* [Task directions] Transcribe each line exactly.

[Data items]
_ _ _ _ _ _ _
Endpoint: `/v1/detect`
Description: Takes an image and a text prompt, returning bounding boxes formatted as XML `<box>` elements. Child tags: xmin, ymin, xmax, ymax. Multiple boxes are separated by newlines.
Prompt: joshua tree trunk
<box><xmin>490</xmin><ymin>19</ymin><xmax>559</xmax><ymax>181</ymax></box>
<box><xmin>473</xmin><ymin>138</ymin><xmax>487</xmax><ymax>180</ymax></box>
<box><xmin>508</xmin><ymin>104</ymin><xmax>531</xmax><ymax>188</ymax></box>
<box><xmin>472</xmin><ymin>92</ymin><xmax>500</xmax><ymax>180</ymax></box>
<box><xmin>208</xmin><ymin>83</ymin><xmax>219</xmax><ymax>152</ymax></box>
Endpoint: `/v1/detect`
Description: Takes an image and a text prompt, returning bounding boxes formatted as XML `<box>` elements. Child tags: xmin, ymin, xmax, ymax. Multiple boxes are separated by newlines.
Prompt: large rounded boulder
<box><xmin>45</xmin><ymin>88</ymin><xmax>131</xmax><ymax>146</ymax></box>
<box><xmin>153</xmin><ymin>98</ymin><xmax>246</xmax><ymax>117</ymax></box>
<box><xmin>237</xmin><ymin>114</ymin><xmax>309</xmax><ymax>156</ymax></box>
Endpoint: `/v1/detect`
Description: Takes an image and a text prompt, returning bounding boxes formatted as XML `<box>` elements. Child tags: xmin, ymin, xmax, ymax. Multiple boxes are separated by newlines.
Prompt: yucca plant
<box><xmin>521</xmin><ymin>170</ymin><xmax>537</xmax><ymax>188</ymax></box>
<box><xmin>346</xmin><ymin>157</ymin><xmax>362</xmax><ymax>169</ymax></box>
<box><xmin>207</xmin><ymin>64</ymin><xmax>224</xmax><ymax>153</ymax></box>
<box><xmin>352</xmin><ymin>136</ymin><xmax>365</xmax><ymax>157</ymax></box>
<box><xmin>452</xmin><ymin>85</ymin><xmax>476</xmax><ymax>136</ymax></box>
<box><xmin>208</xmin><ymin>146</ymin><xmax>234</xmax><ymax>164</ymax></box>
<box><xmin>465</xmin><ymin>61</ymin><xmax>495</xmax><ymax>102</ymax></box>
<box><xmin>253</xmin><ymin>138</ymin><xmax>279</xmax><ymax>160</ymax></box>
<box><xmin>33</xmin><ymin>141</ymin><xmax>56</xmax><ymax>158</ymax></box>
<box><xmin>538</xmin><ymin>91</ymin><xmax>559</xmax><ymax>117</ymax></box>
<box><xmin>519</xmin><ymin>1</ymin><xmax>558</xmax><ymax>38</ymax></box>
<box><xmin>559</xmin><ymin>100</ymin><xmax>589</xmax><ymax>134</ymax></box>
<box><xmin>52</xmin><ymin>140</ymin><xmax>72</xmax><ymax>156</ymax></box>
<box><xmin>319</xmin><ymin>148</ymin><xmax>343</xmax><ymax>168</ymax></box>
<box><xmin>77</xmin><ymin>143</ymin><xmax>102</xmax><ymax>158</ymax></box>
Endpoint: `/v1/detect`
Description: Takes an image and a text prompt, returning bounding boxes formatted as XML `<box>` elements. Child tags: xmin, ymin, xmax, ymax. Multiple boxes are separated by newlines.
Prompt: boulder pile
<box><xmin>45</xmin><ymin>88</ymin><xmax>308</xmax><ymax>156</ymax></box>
_ _ _ _ _ _ _
* [Written answer]
Endpoint: `/v1/detect`
Description: Takes an image and a text prompt, returning bounding boxes formatted as XML `<box>` elements. Child tags: xmin, ymin, xmax, ymax. Multiple boxes are separated by newlines.
Prompt: joshua tree trunk
<box><xmin>490</xmin><ymin>19</ymin><xmax>559</xmax><ymax>181</ymax></box>
<box><xmin>473</xmin><ymin>138</ymin><xmax>487</xmax><ymax>180</ymax></box>
<box><xmin>508</xmin><ymin>104</ymin><xmax>531</xmax><ymax>188</ymax></box>
<box><xmin>472</xmin><ymin>92</ymin><xmax>500</xmax><ymax>180</ymax></box>
<box><xmin>208</xmin><ymin>83</ymin><xmax>219</xmax><ymax>152</ymax></box>
Endpoint: `/v1/detect`
Description: Takes an image and a text prompt, returning bounding boxes formatted as XML `<box>` elements. Child tags: xmin, ymin, xmax, ymax. Multiple boxes are separated by newlines.
Prompt: large rounded boulder
<box><xmin>45</xmin><ymin>88</ymin><xmax>131</xmax><ymax>146</ymax></box>
<box><xmin>153</xmin><ymin>98</ymin><xmax>246</xmax><ymax>117</ymax></box>
<box><xmin>237</xmin><ymin>114</ymin><xmax>309</xmax><ymax>156</ymax></box>
Endpoint: `/v1/detect`
Description: Takes an image and a text prompt, returning bounding boxes formatted as XML `<box>` elements. Child tags: xmin, ymin, xmax, ymax. Multiple boxes are separated by newlines.
Prompt: yucca plant
<box><xmin>521</xmin><ymin>170</ymin><xmax>537</xmax><ymax>188</ymax></box>
<box><xmin>346</xmin><ymin>157</ymin><xmax>362</xmax><ymax>169</ymax></box>
<box><xmin>207</xmin><ymin>64</ymin><xmax>224</xmax><ymax>153</ymax></box>
<box><xmin>352</xmin><ymin>136</ymin><xmax>365</xmax><ymax>157</ymax></box>
<box><xmin>452</xmin><ymin>85</ymin><xmax>476</xmax><ymax>136</ymax></box>
<box><xmin>208</xmin><ymin>146</ymin><xmax>234</xmax><ymax>164</ymax></box>
<box><xmin>465</xmin><ymin>61</ymin><xmax>495</xmax><ymax>102</ymax></box>
<box><xmin>253</xmin><ymin>138</ymin><xmax>279</xmax><ymax>160</ymax></box>
<box><xmin>33</xmin><ymin>141</ymin><xmax>56</xmax><ymax>158</ymax></box>
<box><xmin>538</xmin><ymin>91</ymin><xmax>559</xmax><ymax>117</ymax></box>
<box><xmin>519</xmin><ymin>1</ymin><xmax>558</xmax><ymax>38</ymax></box>
<box><xmin>559</xmin><ymin>100</ymin><xmax>589</xmax><ymax>134</ymax></box>
<box><xmin>52</xmin><ymin>140</ymin><xmax>72</xmax><ymax>156</ymax></box>
<box><xmin>319</xmin><ymin>148</ymin><xmax>343</xmax><ymax>168</ymax></box>
<box><xmin>77</xmin><ymin>143</ymin><xmax>102</xmax><ymax>158</ymax></box>
Endpoint: `/v1/detect`
Description: Takes an image and a text prompt, returning bounding boxes formatted as XML `<box>` elements. Child tags: xmin, ymin, xmax, ymax. Multiple boxes are separated by newlines.
Prompt: boulder pile
<box><xmin>45</xmin><ymin>88</ymin><xmax>308</xmax><ymax>156</ymax></box>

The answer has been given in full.